▶ _Your objective_
Copy the lines below word for word, starting at the line that has "instance of white" and stopping after the line that has "[585,0,1080,197]".

▶ _Records supplied_
* begin *

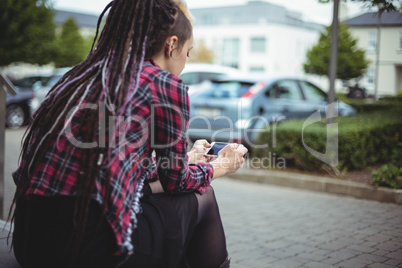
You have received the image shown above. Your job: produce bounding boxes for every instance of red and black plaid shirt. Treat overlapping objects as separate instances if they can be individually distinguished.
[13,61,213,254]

* end *
* begin *

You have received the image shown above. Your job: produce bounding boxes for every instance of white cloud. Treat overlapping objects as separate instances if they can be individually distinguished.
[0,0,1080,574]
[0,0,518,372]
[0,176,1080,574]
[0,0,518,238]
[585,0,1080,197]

* end *

▶ _Final result_
You have received the image shown above. Your job: produce bounding boxes for every instance of white cloud. Treat overlapping objects as separate instances if they can be individually distinguished.
[0,0,1080,574]
[0,0,518,372]
[0,176,1080,574]
[0,0,518,238]
[585,0,1080,197]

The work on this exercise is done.